Work required: Render all of the data below as a Markdown table with two columns, No. and Line. Put a running number in No. and the line itself in Line, and leave out blank lines.
........
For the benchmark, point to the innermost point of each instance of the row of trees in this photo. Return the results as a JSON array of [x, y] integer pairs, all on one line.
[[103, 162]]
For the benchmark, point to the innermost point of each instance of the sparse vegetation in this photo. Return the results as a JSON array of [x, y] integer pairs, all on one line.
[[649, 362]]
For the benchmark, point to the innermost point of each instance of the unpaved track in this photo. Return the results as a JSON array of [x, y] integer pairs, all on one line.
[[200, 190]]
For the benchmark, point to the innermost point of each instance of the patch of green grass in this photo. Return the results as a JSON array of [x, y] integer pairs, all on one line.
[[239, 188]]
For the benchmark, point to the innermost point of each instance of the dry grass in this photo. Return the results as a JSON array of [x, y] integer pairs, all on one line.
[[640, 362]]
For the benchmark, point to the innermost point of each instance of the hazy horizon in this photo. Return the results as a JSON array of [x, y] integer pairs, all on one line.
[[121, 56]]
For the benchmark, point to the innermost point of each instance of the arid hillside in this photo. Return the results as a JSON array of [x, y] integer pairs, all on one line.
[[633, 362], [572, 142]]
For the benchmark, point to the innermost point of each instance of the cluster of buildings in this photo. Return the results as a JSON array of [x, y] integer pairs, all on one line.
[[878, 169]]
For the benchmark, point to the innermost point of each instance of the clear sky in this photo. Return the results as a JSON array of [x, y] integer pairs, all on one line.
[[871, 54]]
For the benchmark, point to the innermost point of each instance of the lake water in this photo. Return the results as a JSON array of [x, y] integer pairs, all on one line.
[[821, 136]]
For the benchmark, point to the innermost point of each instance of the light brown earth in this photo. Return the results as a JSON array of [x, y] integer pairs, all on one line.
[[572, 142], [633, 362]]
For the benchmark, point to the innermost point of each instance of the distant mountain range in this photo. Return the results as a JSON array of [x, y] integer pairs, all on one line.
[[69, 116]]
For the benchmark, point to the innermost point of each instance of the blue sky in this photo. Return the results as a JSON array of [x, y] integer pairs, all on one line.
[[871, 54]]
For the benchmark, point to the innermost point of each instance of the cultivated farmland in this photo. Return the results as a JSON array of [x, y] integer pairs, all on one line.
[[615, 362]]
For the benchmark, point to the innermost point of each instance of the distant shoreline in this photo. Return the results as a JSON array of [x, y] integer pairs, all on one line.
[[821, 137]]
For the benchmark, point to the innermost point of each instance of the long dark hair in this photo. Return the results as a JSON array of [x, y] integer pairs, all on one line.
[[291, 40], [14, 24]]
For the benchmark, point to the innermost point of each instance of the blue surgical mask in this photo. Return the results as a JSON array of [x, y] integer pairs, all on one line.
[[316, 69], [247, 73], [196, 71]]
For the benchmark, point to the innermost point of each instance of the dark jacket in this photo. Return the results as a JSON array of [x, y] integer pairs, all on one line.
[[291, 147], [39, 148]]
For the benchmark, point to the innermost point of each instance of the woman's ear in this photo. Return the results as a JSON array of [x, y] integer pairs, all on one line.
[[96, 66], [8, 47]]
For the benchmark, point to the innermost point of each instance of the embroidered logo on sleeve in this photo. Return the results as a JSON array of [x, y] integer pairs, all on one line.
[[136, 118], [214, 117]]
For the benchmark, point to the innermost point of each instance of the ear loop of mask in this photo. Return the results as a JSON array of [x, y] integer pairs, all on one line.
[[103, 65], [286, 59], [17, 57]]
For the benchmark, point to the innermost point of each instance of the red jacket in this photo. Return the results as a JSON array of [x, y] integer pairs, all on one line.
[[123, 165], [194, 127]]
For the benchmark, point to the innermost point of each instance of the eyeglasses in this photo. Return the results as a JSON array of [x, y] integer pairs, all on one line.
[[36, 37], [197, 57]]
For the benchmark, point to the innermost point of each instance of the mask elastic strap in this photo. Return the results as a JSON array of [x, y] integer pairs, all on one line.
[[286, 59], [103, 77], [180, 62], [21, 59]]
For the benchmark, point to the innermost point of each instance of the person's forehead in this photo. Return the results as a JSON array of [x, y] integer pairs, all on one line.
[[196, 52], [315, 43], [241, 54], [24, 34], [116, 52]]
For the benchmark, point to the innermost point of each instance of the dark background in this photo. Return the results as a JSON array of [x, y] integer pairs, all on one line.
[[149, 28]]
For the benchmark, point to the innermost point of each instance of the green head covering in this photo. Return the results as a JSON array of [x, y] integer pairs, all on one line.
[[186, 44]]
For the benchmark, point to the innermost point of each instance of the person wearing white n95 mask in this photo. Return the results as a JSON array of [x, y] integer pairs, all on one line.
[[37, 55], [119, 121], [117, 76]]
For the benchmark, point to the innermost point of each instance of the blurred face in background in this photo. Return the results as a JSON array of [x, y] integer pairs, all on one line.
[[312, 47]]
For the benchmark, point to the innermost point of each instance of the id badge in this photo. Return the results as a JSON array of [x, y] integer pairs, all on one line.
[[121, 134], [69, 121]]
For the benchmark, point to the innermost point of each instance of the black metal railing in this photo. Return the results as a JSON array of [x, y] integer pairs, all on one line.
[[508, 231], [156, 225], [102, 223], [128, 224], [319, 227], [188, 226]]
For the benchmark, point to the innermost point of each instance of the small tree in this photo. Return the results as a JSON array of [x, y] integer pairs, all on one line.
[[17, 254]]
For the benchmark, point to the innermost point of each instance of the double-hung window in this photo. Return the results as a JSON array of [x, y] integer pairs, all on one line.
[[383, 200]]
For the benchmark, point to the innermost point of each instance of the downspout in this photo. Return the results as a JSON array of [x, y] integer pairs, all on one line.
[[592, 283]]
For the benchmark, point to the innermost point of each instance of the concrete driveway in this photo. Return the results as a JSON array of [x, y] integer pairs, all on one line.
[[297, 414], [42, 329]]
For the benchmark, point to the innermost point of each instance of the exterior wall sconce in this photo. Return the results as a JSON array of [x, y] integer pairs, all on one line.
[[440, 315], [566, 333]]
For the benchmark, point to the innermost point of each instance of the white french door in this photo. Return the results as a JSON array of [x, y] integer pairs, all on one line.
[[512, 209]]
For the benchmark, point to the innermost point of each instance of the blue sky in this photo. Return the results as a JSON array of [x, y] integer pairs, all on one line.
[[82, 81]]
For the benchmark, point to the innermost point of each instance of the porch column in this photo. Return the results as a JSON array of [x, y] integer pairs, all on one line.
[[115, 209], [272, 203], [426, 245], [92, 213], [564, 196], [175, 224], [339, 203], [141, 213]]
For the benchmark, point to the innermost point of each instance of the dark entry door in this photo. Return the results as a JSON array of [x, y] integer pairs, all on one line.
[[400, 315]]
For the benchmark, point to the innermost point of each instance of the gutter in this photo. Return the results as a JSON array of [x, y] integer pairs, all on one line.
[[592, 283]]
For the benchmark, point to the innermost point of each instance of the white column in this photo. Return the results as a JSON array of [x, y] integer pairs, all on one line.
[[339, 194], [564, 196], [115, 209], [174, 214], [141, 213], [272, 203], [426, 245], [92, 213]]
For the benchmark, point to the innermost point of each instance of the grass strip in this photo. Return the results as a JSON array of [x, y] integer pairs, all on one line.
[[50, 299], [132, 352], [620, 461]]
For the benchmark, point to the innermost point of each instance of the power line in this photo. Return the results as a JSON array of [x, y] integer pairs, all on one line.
........
Correct answer:
| No. | Line |
|---|---|
| 1 | For the benchmark, point to the innermost point of each instance of the row of trees in this photo. Return the results as a JSON array of [x, y] integer pairs, all on one line. |
| 2 | [[103, 162]] |
| 3 | For the benchmark, point to the innermost point of each instance of the sparse vegetation in this photo. Return the results as a JSON array of [x, y] integer pairs, all on one line. |
| 4 | [[649, 362]] |
| 5 | For the benchmark, point to the innermost point of each instance of the unpaved track in this photo. Return the results as a JSON array of [x, y] integer pairs, all on one line. |
| 6 | [[200, 190]] |
| 7 | For the benchmark, point to the innermost point of each instance of the patch of green grass in this photo. Return the results as a JSON array of [x, y] integer pairs, all on one line. |
| 8 | [[239, 188]] |
| 9 | For the benchmark, point to the innermost point of each instance of the dry grass in this photo. Return the results as a JSON array of [x, y] integer pairs, all on one line. |
| 10 | [[640, 362]] |
| 11 | For the benchmark, point to the innermost point of each instance of the hazy horizon in this photo. Return the results as a JSON array of [x, y] integer pairs, all on one line. |
| 12 | [[121, 56]] |
| 13 | For the benchmark, point to the innermost point of each instance of the arid hillside in this photo. Return the results as a JSON array of [x, y] integer pairs, all on one line. |
| 14 | [[633, 362], [572, 142]] |
| 15 | For the benchmark, point to the innermost point of each instance of the cluster of buildings in this photo. Return the results as a JSON array of [x, y] integer pairs, all on one line. |
| 16 | [[878, 169]] |
| 17 | For the benchmark, point to the innermost point of each instance of the clear sky in this photo. Return the results as a JSON array of [x, y] integer pairs, all on one line. |
| 18 | [[871, 54]] |
| 19 | For the benchmark, point to the innermost point of each instance of the lake water in this photo. Return the results as a JSON array of [x, y] integer pairs, all on one line. |
| 20 | [[821, 136]] |
| 21 | For the benchmark, point to the innermost point of each instance of the light brown earth in this photo. Return the results as a JSON array of [x, y] integer pairs, all on one line. |
| 22 | [[572, 142], [633, 362]] |
| 23 | For the benchmark, point to the innermost point of each instance of the distant mountain range in this photo. Return the results as a JSON array of [x, y] integer pairs, all on one line. |
| 24 | [[69, 116]] |
| 25 | For the benchmark, point to the innermost point of each instance of the blue sky in this photo. Return the results as a JSON array of [x, y] integer pairs, all on one line. |
| 26 | [[871, 54]] |
| 27 | For the benchmark, point to the innermost point of each instance of the cultivated farmland in this photo. Return the results as a JSON array of [x, y] integer pairs, all on one line. |
| 28 | [[615, 362]] |
| 29 | For the benchmark, point to the innermost point of each instance of the distant shoreline in this photo. Return the results as a JSON array of [x, y] integer pairs, all on one line. |
| 30 | [[821, 137]] |
| 31 | For the benchmark, point to the innermost point of each instance of the long dark hair in this photo. Return the results as a JSON array of [x, y] integer pairs, all on one line. |
| 32 | [[291, 40], [14, 24]] |
| 33 | For the benchmark, point to the innermost point of each instance of the blue surgical mask in this photo. Return the results as a JSON array of [x, y] integer pairs, all on one line. |
| 34 | [[316, 69], [247, 73], [196, 71]] |
| 35 | For the benchmark, point to the innermost point of each instance of the dark jacket in this photo. Return the results as a JSON array of [x, y] integer pairs, all on one line. |
| 36 | [[291, 147], [39, 148]] |
| 37 | For the benchmark, point to the innermost point of each instance of the woman's ear in this photo. Return the results as a JSON array of [x, y] integer pairs, all on one line. |
| 38 | [[96, 66], [8, 47]] |
| 39 | For the benchmark, point to the innermost point of each instance of the embroidered logo on sleeve in this photo. Return the results as a JSON array of [x, y] integer pairs, all on one line. |
| 40 | [[136, 118], [214, 117]] |
| 41 | For the benchmark, point to the innermost point of each instance of the ear loop of mask in this photo. Return the results as a JSON array of [x, y] integer pairs, all on one line. |
| 42 | [[103, 65], [286, 59], [17, 57]] |
| 43 | For the benchmark, point to the innermost point of each instance of the red jacket in this photo. Return the results as a JSON array of [x, y] integer pairs, all on one line. |
| 44 | [[123, 165], [194, 127]] |
| 45 | For the benchmark, point to the innermost point of each instance of the eyeglasses in this photo. Return the results as a JSON array of [x, y] integer pairs, all on one line. |
| 46 | [[36, 37], [197, 57]] |
| 47 | For the benchmark, point to the innermost point of each instance of the mask elastic strap in this photo. Return the results as a JSON array of [x, y] integer pairs, all on one line. |
| 48 | [[286, 59], [103, 77], [180, 62], [21, 59]] |
| 49 | For the benchmark, point to the innermost point of each instance of the person's forehead in this photo. Return the results as a JSON array of [x, y] integer pairs, all on one line. |
| 50 | [[196, 52], [315, 43], [241, 54], [24, 34], [116, 52]] |
| 51 | For the benchmark, point to the innermost point of each instance of the dark background in this photo. Return the results as a JSON array of [x, y] integer pairs, all on one line. |
| 52 | [[149, 28]] |
| 53 | For the benchmark, point to the innermost point of each instance of the green head covering in this photo. Return the results as a JSON array of [x, y] integer pairs, all on one line. |
| 54 | [[186, 44]] |
| 55 | For the benchmark, point to the innermost point of each instance of the person wearing white n95 mask in this photo. Return the results as a JSON array of [x, y] integer pairs, all on one line. |
| 56 | [[37, 55], [119, 121], [117, 76]] |
| 57 | For the benchmark, point to the innermost point of each instance of the blurred face in background in this photo. Return the results as a JSON array of [x, y] integer pairs, all on one line. |
| 58 | [[312, 47]] |
| 59 | For the benchmark, point to the innermost point of each instance of the id badge in this photo. Return the results as a JSON array of [x, y] integer pairs, all on one line. |
| 60 | [[121, 134], [69, 121]] |
| 61 | For the benchmark, point to the innermost point of each instance of the black metal railing in this photo. Return the results as a JSON array of [x, y] integer pairs, all on one line. |
| 62 | [[508, 231], [156, 225], [102, 223], [128, 224], [319, 227], [188, 226]] |
| 63 | For the benchmark, point to the innermost point of each instance of the small tree in this photo. Return the results as a JSON array of [x, y] integer pairs, all on one line. |
| 64 | [[17, 254]] |
| 65 | For the benchmark, point to the innermost point of each instance of the double-hung window in this photo. Return the results as a JSON array of [x, y] integer pairs, all on one line. |
| 66 | [[383, 200]] |
| 67 | For the benchmark, point to the innermost point of each instance of the downspout in this photo. Return the results as a JSON array of [x, y] integer pairs, all on one line. |
| 68 | [[592, 283]] |
| 69 | For the benchmark, point to the innermost point of each instance of the concrete driveway in this photo. Return the results as a JSON array of [x, y] integer pairs, all on one line. |
| 70 | [[297, 414], [42, 329]] |
| 71 | For the benchmark, point to the innermost point of each instance of the exterior wall sconce in this photo. Return the results as a JSON array of [x, y] integer pairs, all on one line. |
| 72 | [[440, 315], [566, 333]] |
| 73 | For the benchmark, point to the innermost point of each instance of the white french door in this photo. Return the results as a JSON array of [x, y] integer pairs, all on one line. |
| 74 | [[512, 209]] |
| 75 | For the benchmark, point to the innermost point of each instance of the blue sky in this photo. Return the results as a JSON array of [x, y] integer pairs, all on one line. |
| 76 | [[82, 81]] |
| 77 | For the benchmark, point to the innermost point of each instance of the porch column in this photo. Return the results as a JSON array of [x, y] integer pairs, all on one line. |
| 78 | [[115, 209], [272, 203], [426, 245], [92, 213], [564, 196], [175, 224], [339, 203], [141, 213]] |
| 79 | For the benchmark, point to the innermost point of each instance of the dark entry door in this photo. Return the results as a JSON array of [x, y] integer pairs, all on one line. |
| 80 | [[400, 315]] |
| 81 | For the benchmark, point to the innermost point of each instance of the gutter in this photo. Return the results as a JSON array of [x, y] integer pairs, all on one line. |
| 82 | [[592, 283]] |
| 83 | For the benchmark, point to the innermost point of each instance of the white column in this photo. Return the results as a JSON array of [x, y] integer pairs, all on one line. |
| 84 | [[339, 194], [564, 196], [115, 209], [174, 214], [141, 213], [272, 203], [426, 245], [92, 213]] |
| 85 | For the benchmark, point to the innermost point of each instance of the grass strip in this photo. Return the results as a JSON array of [x, y] integer pairs, all on one line. |
| 86 | [[50, 299], [132, 352], [620, 461]] |
| 87 | For the benchmark, point to the innermost point of each instance of the power line in this photo. Return the results as a JSON array of [x, y] integer pairs, all on one line. |